A landmark study by Penda Health and OpenAI found that an artificial intelligence “safety net” called AI Consult reduced diagnostic errors by 16% and treatment errors by 13% across nearly 40,000 patient visits at 15 primary care clinics in Nairobi.
The system, powered by GPT-4o and adapted to Kenyan clinical guidelines, acted as a co-pilot during consultations. It continuously monitored patient interactions and flagged potential errors with color-coded alerts: green for no issues, yellow for warnings, and red for critical safety concerns.
Independent physician reviewers confirmed the AI significantly reduced errors in history-taking, investigations, diagnosis, and treatment. Yet two patient deaths occurred during the study, both deemed potentially preventable if AI alerts had been followed. In one case, multiple red alerts were ignored.
Researchers stressed that the most difficult challenges were not technological but human. Penda managers had to coach clinicians, track ignored alerts, and invest heavily in change management. Initially, over 35% of critical safety warnings went unheeded. Clinicians using AI also spent more time per patient — a median of 16.43 minutes compared with 13.01 minutes in the control group — but still made fewer errors, suggesting a “quality-time tradeoff.”
══════
[Brief A] According to the passage on AI Consult, in which areas did independent physician reviewers confirm that the AI significantly reduced errors?
[Brief B] In the passage on AI Consult, what median time per patient did clinicians using the AI spend?

[Recorded data]
══════
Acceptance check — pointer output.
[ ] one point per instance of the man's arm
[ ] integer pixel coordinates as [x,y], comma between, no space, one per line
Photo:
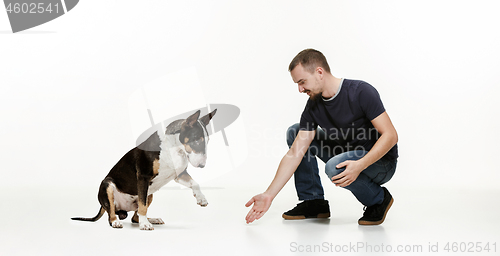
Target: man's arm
[286,168]
[387,140]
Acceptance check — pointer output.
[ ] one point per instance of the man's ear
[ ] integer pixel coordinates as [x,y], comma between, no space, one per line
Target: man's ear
[206,119]
[192,118]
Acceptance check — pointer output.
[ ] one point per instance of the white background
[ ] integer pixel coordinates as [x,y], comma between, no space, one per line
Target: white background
[65,85]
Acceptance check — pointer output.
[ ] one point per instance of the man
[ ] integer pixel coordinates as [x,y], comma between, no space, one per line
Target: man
[356,140]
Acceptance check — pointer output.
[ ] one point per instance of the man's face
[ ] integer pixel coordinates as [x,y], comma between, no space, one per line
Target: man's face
[308,82]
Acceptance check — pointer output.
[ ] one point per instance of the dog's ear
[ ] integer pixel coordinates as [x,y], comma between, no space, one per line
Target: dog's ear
[207,117]
[193,118]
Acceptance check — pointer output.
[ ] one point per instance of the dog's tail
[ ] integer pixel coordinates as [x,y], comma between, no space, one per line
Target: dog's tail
[98,216]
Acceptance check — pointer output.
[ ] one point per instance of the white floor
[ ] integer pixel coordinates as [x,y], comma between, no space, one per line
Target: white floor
[36,221]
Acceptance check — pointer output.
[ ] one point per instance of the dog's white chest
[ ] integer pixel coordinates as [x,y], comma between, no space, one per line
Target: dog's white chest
[172,162]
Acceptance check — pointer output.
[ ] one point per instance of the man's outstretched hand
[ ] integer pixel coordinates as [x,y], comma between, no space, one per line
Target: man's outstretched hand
[261,204]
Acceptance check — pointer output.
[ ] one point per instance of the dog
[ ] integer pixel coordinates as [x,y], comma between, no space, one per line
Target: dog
[130,184]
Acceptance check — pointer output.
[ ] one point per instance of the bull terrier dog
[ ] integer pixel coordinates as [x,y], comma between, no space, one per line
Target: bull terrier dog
[163,157]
══════
[Answer area A] History-taking, investigations, diagnosis and treatment.

[Answer area B] 16.43 minutes, compared with 13.01 minutes in the control group.